### What you have to do
Write out the items below again, switching every "positive clicks" to "foreground clicks" and leaving all other text unchanged.

### Records to process
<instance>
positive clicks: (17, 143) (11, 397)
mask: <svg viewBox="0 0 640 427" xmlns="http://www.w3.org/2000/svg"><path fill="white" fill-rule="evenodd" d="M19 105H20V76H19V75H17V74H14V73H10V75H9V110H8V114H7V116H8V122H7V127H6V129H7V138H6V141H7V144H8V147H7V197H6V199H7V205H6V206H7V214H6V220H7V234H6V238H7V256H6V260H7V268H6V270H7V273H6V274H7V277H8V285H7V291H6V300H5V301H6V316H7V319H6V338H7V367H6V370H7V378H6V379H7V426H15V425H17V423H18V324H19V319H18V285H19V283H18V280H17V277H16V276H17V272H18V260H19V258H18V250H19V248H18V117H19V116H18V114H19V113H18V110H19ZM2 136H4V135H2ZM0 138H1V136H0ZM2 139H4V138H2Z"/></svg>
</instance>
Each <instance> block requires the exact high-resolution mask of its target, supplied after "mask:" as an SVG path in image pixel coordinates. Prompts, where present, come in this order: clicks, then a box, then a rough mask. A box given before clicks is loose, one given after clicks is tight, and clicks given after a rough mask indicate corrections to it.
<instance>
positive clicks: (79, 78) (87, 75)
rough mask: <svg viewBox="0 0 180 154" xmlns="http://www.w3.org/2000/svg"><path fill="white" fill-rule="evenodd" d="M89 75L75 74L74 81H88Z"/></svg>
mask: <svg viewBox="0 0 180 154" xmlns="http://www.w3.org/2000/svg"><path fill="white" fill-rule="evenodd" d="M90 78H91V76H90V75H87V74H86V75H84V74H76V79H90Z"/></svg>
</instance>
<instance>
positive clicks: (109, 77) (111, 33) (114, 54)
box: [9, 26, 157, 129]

### Answer to this exercise
<instance>
foreground clicks: (17, 143) (11, 397)
mask: <svg viewBox="0 0 640 427" xmlns="http://www.w3.org/2000/svg"><path fill="white" fill-rule="evenodd" d="M19 105H20V76H19V75H17V74H14V73H10V75H9V110H8V114H7V116H8V122H7V127H6V129H7V138H6V141H7V144H8V147H7V197H6V199H7V205H6V206H7V214H6V220H7V234H6V238H7V256H6V260H7V268H6V270H7V273H6V274H7V277H8V285H7V291H6V300H5V301H6V316H7V319H6V338H7V367H6V370H7V378H6V379H7V426H15V425H17V423H18V324H19V319H18V285H19V283H18V280H17V277H16V276H17V272H18V260H19V258H18V250H19V248H18V117H19V116H18V114H19V113H18V110H19ZM2 136H4V135H2ZM0 138H1V136H0ZM2 139H4V138H2Z"/></svg>
</instance>
Each <instance> block requires the exact high-resolution mask of its target, supplied after "mask:" as an SVG path in image pixel coordinates. Prompts, where present, come in this order: clicks, then a box, then a rough mask. A box given before clicks is loose, one given after clicks is tight, and clicks given after a rough mask indicate corrections to it.
<instance>
foreground clicks: (79, 78) (87, 75)
rough mask: <svg viewBox="0 0 180 154" xmlns="http://www.w3.org/2000/svg"><path fill="white" fill-rule="evenodd" d="M89 75L75 74L74 81H88Z"/></svg>
mask: <svg viewBox="0 0 180 154" xmlns="http://www.w3.org/2000/svg"><path fill="white" fill-rule="evenodd" d="M90 78H91V76H90V75H87V74H86V75H84V74H76V79H90Z"/></svg>
</instance>
<instance>
foreground clicks: (109, 77) (111, 33) (114, 54)
box: [9, 26, 157, 129]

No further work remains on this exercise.